[Begin RECORDS FOR THE TASK]

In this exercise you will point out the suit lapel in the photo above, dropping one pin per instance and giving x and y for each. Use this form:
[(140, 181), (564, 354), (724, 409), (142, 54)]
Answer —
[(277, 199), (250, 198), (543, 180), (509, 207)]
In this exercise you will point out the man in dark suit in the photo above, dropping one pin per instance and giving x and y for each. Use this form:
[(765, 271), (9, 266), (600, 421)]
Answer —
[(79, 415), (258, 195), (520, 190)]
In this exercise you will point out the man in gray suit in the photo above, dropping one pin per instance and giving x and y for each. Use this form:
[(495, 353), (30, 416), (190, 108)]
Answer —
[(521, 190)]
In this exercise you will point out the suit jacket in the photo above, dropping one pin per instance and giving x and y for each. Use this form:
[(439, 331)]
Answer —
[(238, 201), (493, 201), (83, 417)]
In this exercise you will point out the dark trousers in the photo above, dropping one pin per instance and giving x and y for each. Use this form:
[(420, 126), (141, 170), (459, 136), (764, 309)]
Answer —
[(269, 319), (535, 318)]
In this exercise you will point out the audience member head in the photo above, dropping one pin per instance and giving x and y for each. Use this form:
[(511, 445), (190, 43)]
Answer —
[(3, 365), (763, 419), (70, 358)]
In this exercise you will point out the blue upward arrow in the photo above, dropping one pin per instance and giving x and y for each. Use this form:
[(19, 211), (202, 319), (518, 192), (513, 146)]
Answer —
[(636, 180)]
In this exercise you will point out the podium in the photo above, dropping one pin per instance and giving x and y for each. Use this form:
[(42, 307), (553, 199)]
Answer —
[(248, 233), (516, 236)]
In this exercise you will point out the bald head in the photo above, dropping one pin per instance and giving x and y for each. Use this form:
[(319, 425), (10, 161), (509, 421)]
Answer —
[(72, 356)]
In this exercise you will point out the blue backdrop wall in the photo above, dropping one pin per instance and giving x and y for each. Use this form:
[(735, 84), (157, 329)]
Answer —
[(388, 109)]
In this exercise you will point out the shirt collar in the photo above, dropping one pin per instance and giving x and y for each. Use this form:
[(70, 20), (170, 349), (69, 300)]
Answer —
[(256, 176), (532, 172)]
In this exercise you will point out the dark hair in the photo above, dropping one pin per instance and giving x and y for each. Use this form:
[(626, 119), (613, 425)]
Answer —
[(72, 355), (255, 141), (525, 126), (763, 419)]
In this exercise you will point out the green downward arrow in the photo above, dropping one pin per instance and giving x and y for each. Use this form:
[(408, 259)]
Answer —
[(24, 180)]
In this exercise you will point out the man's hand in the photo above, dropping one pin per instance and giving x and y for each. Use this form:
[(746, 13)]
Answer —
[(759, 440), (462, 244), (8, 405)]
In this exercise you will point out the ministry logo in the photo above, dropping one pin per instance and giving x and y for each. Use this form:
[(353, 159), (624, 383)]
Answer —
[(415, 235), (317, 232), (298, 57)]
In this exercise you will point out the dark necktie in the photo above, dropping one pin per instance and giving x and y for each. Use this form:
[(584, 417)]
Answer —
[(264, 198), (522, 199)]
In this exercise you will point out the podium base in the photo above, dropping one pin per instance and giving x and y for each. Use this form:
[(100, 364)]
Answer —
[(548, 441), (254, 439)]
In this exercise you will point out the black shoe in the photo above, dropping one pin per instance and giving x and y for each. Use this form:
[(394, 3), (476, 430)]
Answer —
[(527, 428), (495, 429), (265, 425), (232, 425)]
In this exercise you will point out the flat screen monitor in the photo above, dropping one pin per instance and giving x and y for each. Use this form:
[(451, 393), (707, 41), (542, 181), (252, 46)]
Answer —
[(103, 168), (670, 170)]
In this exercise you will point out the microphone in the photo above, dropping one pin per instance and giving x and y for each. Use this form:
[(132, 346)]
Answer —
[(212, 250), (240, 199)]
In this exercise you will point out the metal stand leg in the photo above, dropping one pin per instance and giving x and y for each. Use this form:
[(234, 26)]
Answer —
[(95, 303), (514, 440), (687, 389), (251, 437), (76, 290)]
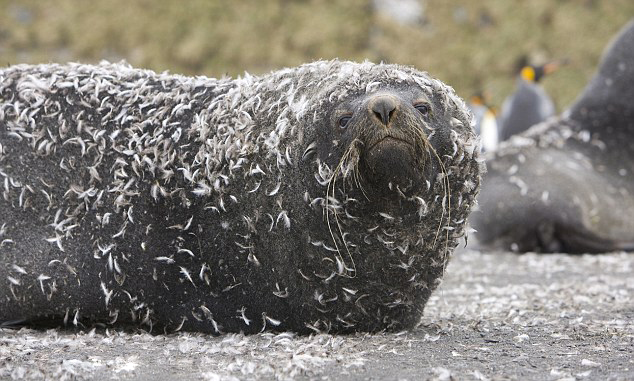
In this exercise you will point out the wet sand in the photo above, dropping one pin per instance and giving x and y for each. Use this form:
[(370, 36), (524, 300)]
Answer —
[(497, 316)]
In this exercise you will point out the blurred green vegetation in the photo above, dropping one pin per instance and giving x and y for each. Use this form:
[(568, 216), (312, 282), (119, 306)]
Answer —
[(471, 45)]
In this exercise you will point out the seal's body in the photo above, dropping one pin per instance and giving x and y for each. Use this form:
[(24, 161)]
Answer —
[(324, 197), (567, 185)]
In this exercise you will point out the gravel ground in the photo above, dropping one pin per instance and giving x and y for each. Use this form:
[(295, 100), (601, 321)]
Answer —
[(497, 316)]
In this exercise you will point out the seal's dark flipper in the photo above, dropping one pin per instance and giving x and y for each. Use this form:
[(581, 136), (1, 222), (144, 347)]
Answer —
[(568, 239), (566, 185), (13, 323)]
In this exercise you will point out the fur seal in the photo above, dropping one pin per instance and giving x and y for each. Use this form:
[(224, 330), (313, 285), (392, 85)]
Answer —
[(326, 197), (567, 185)]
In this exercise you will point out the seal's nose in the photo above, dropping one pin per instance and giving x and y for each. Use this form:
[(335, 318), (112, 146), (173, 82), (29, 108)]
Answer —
[(383, 108)]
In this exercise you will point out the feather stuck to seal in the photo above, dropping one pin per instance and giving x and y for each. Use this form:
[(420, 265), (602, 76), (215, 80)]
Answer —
[(227, 205)]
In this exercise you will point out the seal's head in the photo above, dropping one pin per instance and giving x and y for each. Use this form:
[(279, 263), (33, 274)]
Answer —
[(389, 170), (389, 130), (386, 127)]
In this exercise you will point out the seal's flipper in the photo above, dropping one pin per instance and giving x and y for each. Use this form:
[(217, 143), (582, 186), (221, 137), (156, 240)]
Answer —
[(567, 184)]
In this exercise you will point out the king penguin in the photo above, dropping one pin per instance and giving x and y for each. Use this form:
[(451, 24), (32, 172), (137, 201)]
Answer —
[(529, 104)]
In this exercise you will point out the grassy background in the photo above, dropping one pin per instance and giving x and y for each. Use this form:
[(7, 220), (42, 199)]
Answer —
[(469, 44)]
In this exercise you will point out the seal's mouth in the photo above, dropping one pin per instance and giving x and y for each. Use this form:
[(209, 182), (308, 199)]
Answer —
[(393, 164)]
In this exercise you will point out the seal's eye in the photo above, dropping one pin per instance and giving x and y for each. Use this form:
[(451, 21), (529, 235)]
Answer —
[(423, 108), (344, 120)]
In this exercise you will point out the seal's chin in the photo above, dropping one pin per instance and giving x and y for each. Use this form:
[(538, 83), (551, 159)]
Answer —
[(391, 165)]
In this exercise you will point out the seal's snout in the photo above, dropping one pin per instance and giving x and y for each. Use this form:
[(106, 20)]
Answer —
[(383, 107)]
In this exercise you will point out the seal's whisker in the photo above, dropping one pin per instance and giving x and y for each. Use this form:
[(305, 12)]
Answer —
[(445, 183), (330, 192)]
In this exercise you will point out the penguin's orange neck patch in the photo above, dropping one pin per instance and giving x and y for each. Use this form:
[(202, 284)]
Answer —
[(528, 74)]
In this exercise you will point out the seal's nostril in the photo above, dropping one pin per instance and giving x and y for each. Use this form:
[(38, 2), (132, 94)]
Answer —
[(383, 108)]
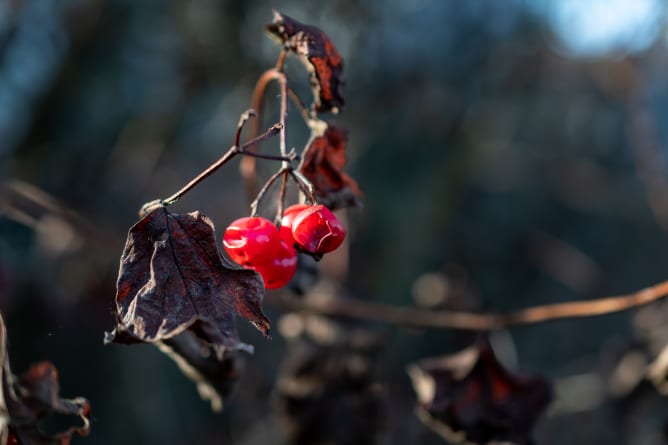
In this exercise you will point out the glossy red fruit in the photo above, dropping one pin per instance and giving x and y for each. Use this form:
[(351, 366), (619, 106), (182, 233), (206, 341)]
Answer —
[(251, 240), (289, 216), (317, 230), (279, 271)]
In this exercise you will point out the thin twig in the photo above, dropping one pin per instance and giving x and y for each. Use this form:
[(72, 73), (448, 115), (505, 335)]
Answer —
[(283, 82), (304, 185), (303, 109), (245, 117), (247, 165), (229, 154), (415, 317), (281, 197)]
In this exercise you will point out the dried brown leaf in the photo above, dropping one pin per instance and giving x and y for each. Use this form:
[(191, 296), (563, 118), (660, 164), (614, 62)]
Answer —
[(470, 397), (319, 56), (34, 396), (172, 278), (323, 163)]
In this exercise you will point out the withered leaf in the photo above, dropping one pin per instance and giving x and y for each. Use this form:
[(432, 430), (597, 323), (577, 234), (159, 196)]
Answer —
[(214, 375), (323, 161), (328, 390), (172, 278), (30, 399), (470, 397), (319, 56)]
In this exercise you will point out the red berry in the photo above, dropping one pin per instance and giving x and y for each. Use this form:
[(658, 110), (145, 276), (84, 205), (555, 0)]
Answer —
[(280, 270), (317, 230), (289, 216), (251, 240)]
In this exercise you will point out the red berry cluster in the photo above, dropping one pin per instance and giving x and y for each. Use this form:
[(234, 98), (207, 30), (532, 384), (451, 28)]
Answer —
[(256, 243)]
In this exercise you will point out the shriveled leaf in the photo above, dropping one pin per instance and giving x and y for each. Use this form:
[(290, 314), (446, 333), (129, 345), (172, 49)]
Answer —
[(215, 376), (323, 161), (172, 278), (33, 397), (470, 397), (328, 391), (319, 55)]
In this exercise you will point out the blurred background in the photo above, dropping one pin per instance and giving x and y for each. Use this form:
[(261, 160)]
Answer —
[(511, 154)]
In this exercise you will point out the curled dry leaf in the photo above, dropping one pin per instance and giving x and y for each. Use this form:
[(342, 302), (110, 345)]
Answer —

[End RECORDS FOR THE TASK]

PROMPT
Set down again, word for word, everything in the material from the line containing "In this exercise you will point out the king" down to the line containing "[(391, 165)]", with both of those lines included.

ANSWER BELOW
In this exercise you will point out the king penguin in the photo above, dropping one pin per instance and giving x and y for each. Use this form:
[(451, 24), (32, 172), (137, 201)]
Answer —
[(529, 104)]
In this exercise you will point out the grassy background in the photo above, dropping one pin per instance and giving x and y for each. Use this form:
[(7, 220), (42, 199)]
Answer —
[(469, 44)]
In this exercise you will point out the seal's mouth in the photo above, dropping one pin per instance and giving x and y for each. Use this form:
[(209, 182), (308, 199)]
Answer —
[(393, 164)]
In this exercise you will point out the seal's eye in the photo above, dropping one pin per instance and giving x and y for each. Use this form:
[(451, 21), (529, 235)]
Answer —
[(423, 108), (344, 120)]
In this exercise you will point out the seal's chin in the photo above, dropping one pin per instance and giving x and y for each. Use this form:
[(538, 83), (551, 159)]
Answer —
[(391, 165)]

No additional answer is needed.